Items stored from a collection
= = = =
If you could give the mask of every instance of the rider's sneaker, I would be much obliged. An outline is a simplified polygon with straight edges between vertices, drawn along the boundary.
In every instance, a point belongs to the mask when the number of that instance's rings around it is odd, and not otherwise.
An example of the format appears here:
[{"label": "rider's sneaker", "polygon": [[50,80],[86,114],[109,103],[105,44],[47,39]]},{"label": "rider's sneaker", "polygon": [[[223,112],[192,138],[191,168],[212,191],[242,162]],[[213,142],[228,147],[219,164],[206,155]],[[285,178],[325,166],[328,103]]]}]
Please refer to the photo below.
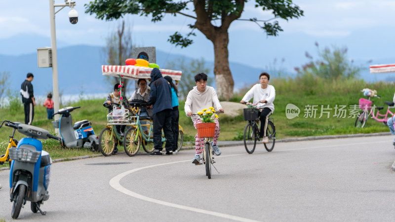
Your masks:
[{"label": "rider's sneaker", "polygon": [[192,160],[192,163],[195,163],[195,165],[199,165],[200,163],[200,156],[196,154]]},{"label": "rider's sneaker", "polygon": [[214,154],[215,154],[217,156],[219,156],[221,155],[221,150],[219,150],[218,148],[218,146],[217,146],[216,144],[214,145],[214,142],[211,142],[211,147],[213,148],[213,150],[214,151]]}]

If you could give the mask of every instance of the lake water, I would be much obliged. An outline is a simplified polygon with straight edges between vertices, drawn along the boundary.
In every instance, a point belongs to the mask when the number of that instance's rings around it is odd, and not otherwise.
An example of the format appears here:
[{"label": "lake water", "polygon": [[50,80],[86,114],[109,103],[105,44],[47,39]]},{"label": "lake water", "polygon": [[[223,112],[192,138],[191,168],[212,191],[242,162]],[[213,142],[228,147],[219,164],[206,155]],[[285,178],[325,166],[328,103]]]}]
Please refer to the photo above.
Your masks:
[{"label": "lake water", "polygon": [[[108,93],[95,93],[95,94],[69,94],[69,95],[62,95],[59,96],[59,102],[61,105],[60,108],[64,107],[71,103],[75,102],[80,100],[81,99],[102,99],[103,103],[106,100]],[[20,100],[20,97],[19,97]],[[53,98],[52,98],[53,99]],[[44,101],[46,99],[46,96],[36,96],[36,103],[37,104],[42,105]],[[8,97],[3,97],[0,101],[0,105],[1,107],[5,106],[8,104]],[[21,102],[22,105],[22,102]],[[63,105],[63,106],[62,106]]]}]

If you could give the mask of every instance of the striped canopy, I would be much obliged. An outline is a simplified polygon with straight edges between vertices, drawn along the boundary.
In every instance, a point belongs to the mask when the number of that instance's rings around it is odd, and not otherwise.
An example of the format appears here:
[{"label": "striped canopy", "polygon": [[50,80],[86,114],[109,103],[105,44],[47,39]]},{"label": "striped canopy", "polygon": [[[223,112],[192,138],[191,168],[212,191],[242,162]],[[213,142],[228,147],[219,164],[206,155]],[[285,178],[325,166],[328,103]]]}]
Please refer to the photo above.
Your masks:
[{"label": "striped canopy", "polygon": [[370,66],[370,73],[395,72],[395,64],[372,65]]},{"label": "striped canopy", "polygon": [[[120,76],[121,78],[136,80],[139,78],[151,78],[153,68],[135,66],[108,66],[102,65],[102,72],[104,75]],[[175,81],[181,79],[181,71],[159,69],[163,77],[168,75]]]}]

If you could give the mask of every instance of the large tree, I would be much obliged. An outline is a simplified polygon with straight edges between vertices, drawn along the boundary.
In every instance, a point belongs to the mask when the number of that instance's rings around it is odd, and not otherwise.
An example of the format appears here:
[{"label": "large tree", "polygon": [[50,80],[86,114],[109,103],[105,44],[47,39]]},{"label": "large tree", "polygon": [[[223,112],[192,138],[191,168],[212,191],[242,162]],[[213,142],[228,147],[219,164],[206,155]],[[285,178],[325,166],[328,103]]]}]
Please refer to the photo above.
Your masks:
[{"label": "large tree", "polygon": [[[247,0],[94,0],[85,5],[85,12],[94,14],[100,19],[118,19],[127,14],[140,16],[152,15],[154,22],[162,20],[166,13],[174,16],[182,15],[192,18],[195,24],[188,25],[191,32],[183,36],[176,32],[168,41],[182,47],[192,44],[189,38],[195,36],[197,29],[211,41],[214,45],[215,82],[219,96],[228,100],[233,96],[234,82],[229,69],[228,30],[231,24],[237,20],[255,22],[268,36],[276,36],[282,29],[276,20],[299,18],[303,11],[294,5],[291,0],[255,0],[255,7],[269,11],[273,18],[266,20],[256,18],[240,19]],[[189,5],[193,3],[193,10]],[[218,25],[215,24],[218,24]],[[251,49],[254,50],[254,49]]]}]

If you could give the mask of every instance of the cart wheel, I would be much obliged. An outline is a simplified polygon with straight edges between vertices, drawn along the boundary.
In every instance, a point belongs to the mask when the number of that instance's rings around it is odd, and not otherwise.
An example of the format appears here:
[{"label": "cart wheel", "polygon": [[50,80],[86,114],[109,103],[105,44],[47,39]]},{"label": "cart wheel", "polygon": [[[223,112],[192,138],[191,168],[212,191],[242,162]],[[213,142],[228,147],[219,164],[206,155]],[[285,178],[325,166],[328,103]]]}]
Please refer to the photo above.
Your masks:
[{"label": "cart wheel", "polygon": [[99,149],[100,152],[106,156],[109,156],[113,154],[114,149],[117,147],[115,135],[112,134],[111,129],[105,128],[100,132],[99,136]]},{"label": "cart wheel", "polygon": [[123,137],[123,148],[128,156],[133,156],[138,152],[140,140],[135,128],[130,128],[127,130]]}]

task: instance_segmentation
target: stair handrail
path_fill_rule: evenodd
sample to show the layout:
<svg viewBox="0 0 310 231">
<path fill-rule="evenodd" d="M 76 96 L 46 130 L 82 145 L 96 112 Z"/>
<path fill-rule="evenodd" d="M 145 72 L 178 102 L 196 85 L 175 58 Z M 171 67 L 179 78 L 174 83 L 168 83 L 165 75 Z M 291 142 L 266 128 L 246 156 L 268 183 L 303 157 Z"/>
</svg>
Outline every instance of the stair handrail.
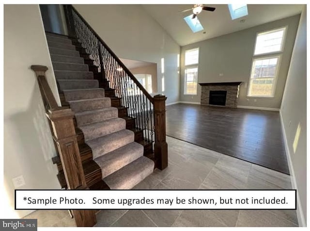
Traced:
<svg viewBox="0 0 310 231">
<path fill-rule="evenodd" d="M 136 78 L 135 76 L 131 73 L 131 72 L 126 67 L 125 65 L 122 62 L 122 61 L 116 56 L 115 53 L 113 52 L 113 51 L 111 50 L 111 49 L 107 45 L 107 44 L 102 40 L 102 39 L 100 37 L 100 36 L 96 33 L 96 32 L 93 29 L 93 28 L 84 19 L 83 16 L 78 13 L 78 12 L 74 8 L 73 6 L 72 5 L 68 5 L 69 7 L 72 7 L 72 9 L 77 14 L 80 19 L 83 21 L 83 22 L 87 25 L 88 28 L 92 31 L 92 32 L 94 34 L 94 35 L 96 36 L 96 38 L 100 41 L 100 43 L 102 44 L 102 45 L 105 47 L 105 48 L 107 49 L 108 52 L 111 54 L 111 55 L 113 56 L 113 58 L 115 59 L 118 64 L 122 67 L 122 68 L 126 72 L 127 74 L 128 74 L 130 78 L 133 81 L 136 83 L 139 87 L 140 90 L 141 90 L 143 93 L 146 96 L 146 97 L 148 99 L 154 104 L 154 99 L 152 97 L 150 93 L 149 93 L 143 87 L 142 84 L 139 82 L 138 80 Z M 72 35 L 75 36 L 75 35 L 72 34 Z"/>
<path fill-rule="evenodd" d="M 74 112 L 67 107 L 61 107 L 56 101 L 48 84 L 46 72 L 47 66 L 32 65 L 45 104 L 46 115 L 51 125 L 57 154 L 61 160 L 63 173 L 69 189 L 88 189 L 79 154 L 75 128 Z M 78 227 L 92 227 L 96 224 L 94 210 L 73 210 Z"/>
<path fill-rule="evenodd" d="M 72 5 L 64 5 L 64 9 L 69 37 L 80 44 L 86 59 L 93 60 L 94 73 L 100 74 L 103 81 L 108 81 L 109 86 L 112 85 L 110 89 L 121 99 L 122 106 L 130 109 L 128 116 L 135 118 L 136 127 L 142 131 L 145 141 L 153 144 L 155 137 L 155 166 L 165 168 L 168 166 L 167 97 L 161 94 L 152 97 Z"/>
</svg>

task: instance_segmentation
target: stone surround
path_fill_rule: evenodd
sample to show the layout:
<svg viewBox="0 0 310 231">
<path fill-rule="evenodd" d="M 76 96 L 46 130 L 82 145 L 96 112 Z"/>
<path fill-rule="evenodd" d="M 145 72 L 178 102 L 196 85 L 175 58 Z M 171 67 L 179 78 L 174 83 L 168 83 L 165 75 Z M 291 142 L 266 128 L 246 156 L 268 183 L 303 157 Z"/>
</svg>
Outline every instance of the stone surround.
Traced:
<svg viewBox="0 0 310 231">
<path fill-rule="evenodd" d="M 242 82 L 209 82 L 199 83 L 202 86 L 200 103 L 209 105 L 210 91 L 227 91 L 226 102 L 222 107 L 237 107 L 239 86 Z"/>
</svg>

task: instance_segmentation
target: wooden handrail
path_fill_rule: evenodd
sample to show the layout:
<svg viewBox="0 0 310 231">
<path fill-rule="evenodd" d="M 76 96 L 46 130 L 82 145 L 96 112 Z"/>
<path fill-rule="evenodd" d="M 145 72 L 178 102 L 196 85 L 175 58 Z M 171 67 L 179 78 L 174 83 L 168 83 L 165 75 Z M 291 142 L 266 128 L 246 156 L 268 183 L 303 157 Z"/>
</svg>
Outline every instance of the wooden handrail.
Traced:
<svg viewBox="0 0 310 231">
<path fill-rule="evenodd" d="M 67 187 L 87 189 L 73 122 L 74 113 L 70 108 L 58 106 L 46 81 L 47 66 L 33 65 L 31 68 L 35 72 L 42 98 L 49 107 L 46 115 L 51 124 Z M 96 224 L 93 210 L 77 210 L 73 213 L 78 227 L 92 227 Z"/>
<path fill-rule="evenodd" d="M 57 110 L 59 106 L 45 76 L 45 72 L 48 68 L 46 66 L 41 65 L 32 65 L 30 68 L 35 72 L 44 101 L 47 103 L 48 106 L 46 109 L 52 111 Z"/>
<path fill-rule="evenodd" d="M 96 32 L 93 29 L 93 28 L 89 25 L 87 22 L 84 19 L 83 16 L 78 12 L 78 11 L 72 5 L 70 5 L 74 12 L 80 17 L 81 20 L 84 22 L 89 28 L 89 29 L 92 31 L 97 39 L 100 41 L 100 43 L 104 46 L 105 48 L 107 49 L 108 52 L 111 54 L 113 58 L 118 63 L 118 64 L 121 66 L 123 70 L 127 73 L 127 75 L 130 77 L 130 79 L 132 80 L 135 83 L 136 83 L 139 87 L 140 89 L 145 95 L 147 99 L 154 104 L 154 99 L 152 97 L 150 93 L 143 87 L 142 84 L 139 82 L 138 80 L 135 77 L 135 76 L 131 73 L 131 72 L 126 67 L 125 65 L 123 63 L 121 60 L 116 56 L 114 52 L 110 49 L 109 47 L 107 45 L 106 43 L 101 39 L 100 36 L 96 33 Z"/>
</svg>

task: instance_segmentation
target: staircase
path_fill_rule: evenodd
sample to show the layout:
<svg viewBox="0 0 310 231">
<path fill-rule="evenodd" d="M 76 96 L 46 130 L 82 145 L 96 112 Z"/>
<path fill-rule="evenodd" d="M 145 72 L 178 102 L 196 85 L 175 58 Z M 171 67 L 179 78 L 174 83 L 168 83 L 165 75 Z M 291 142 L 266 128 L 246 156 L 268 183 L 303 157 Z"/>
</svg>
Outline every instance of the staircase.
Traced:
<svg viewBox="0 0 310 231">
<path fill-rule="evenodd" d="M 46 37 L 62 104 L 75 113 L 87 186 L 132 188 L 153 171 L 154 158 L 144 155 L 152 158 L 152 142 L 145 141 L 142 130 L 127 116 L 127 109 L 120 106 L 108 81 L 99 82 L 94 78 L 100 79 L 99 73 L 93 71 L 93 61 L 77 39 L 48 33 Z M 60 160 L 53 161 L 65 188 Z"/>
</svg>

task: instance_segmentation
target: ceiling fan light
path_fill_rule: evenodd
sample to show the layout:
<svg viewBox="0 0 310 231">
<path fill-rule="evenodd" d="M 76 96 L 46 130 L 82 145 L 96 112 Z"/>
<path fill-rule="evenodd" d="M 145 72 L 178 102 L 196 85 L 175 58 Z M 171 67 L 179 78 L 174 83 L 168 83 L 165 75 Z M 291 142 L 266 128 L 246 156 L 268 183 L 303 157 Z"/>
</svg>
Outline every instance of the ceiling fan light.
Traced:
<svg viewBox="0 0 310 231">
<path fill-rule="evenodd" d="M 198 15 L 202 11 L 202 7 L 201 6 L 196 6 L 193 9 L 193 13 Z"/>
</svg>

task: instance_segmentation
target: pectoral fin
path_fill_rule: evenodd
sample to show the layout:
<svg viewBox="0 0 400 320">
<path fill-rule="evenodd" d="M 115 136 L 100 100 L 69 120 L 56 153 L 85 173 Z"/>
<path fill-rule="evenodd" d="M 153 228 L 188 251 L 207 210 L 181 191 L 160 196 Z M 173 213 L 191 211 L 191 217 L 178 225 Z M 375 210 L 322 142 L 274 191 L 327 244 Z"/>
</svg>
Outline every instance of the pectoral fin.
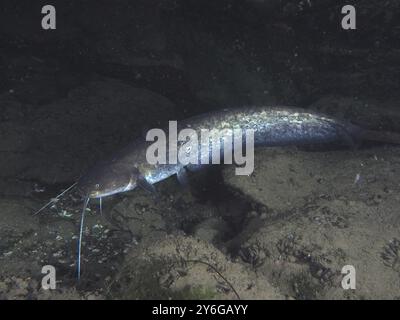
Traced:
<svg viewBox="0 0 400 320">
<path fill-rule="evenodd" d="M 137 179 L 137 186 L 152 194 L 157 194 L 156 188 L 150 182 L 148 182 L 144 176 L 140 176 Z"/>
</svg>

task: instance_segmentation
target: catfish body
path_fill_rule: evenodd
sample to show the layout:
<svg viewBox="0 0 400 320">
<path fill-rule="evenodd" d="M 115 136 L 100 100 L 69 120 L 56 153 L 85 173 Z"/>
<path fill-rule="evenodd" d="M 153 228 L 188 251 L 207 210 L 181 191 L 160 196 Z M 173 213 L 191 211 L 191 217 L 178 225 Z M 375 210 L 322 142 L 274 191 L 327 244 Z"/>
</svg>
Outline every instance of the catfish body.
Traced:
<svg viewBox="0 0 400 320">
<path fill-rule="evenodd" d="M 350 141 L 362 136 L 362 129 L 332 117 L 309 110 L 291 107 L 244 107 L 224 109 L 195 116 L 179 123 L 179 130 L 191 128 L 196 134 L 202 130 L 251 129 L 255 146 L 288 146 L 325 144 Z M 181 144 L 179 148 L 200 148 L 197 140 Z M 185 164 L 150 164 L 146 151 L 152 144 L 145 138 L 136 139 L 124 149 L 100 161 L 78 181 L 78 189 L 85 197 L 100 198 L 152 185 L 174 174 L 180 174 Z M 233 146 L 232 146 L 233 148 Z M 179 150 L 177 150 L 179 152 Z M 224 150 L 231 152 L 232 150 Z"/>
</svg>

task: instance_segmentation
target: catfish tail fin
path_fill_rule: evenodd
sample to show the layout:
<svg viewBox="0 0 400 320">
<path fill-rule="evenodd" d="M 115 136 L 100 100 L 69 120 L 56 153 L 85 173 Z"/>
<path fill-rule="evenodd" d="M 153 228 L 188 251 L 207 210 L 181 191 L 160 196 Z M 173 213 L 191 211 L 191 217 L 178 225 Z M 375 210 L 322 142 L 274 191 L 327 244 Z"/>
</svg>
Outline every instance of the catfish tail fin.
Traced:
<svg viewBox="0 0 400 320">
<path fill-rule="evenodd" d="M 365 130 L 361 133 L 361 139 L 400 145 L 400 133 L 398 132 Z"/>
</svg>

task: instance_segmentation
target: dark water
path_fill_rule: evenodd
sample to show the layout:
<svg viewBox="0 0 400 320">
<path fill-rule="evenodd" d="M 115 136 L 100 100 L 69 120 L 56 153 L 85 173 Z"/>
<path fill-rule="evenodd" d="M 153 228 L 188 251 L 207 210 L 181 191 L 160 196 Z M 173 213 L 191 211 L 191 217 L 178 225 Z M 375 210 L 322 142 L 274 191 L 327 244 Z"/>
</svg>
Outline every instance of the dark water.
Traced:
<svg viewBox="0 0 400 320">
<path fill-rule="evenodd" d="M 400 131 L 398 1 L 355 3 L 355 30 L 333 0 L 52 1 L 43 30 L 46 4 L 0 4 L 1 298 L 235 298 L 190 260 L 243 298 L 398 297 L 393 145 L 261 151 L 247 180 L 213 168 L 160 183 L 158 199 L 107 199 L 103 216 L 94 202 L 78 286 L 80 199 L 32 216 L 144 130 L 202 112 L 291 105 Z M 359 291 L 340 286 L 346 264 Z"/>
</svg>

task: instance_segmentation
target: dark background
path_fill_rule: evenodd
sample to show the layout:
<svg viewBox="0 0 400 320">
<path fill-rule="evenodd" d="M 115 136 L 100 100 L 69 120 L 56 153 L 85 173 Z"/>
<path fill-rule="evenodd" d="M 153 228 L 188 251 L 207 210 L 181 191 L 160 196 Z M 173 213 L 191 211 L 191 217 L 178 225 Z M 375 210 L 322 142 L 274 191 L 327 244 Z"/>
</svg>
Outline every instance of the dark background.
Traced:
= = = =
Given task.
Report every line in the rows above that contains the word "staircase". Copy each of those lines in full.

Exercise solution.
target: staircase
Outline every instance of the staircase.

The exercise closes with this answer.